Reproduce every line of the records below verbatim, leaving out the pictures.

--- BEGIN ---

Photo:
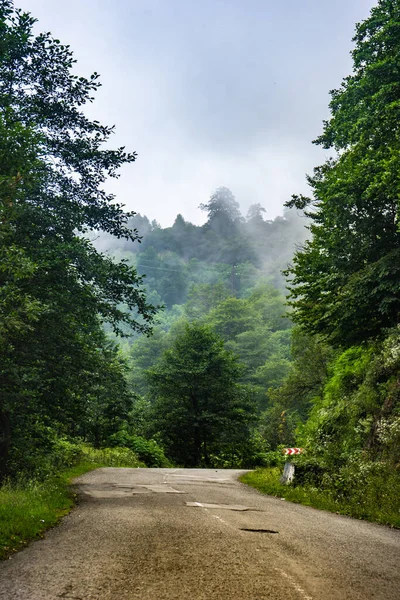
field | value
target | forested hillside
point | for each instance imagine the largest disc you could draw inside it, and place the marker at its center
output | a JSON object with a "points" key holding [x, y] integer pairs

--- END ---

FINISHED EXERCISE:
Photo:
field | value
target | forested hillside
point | for each instance imagine the largest disc you could draw inside it, and place the marker at its center
output | a JSON object with a "points" key holding [x, y] integer pairs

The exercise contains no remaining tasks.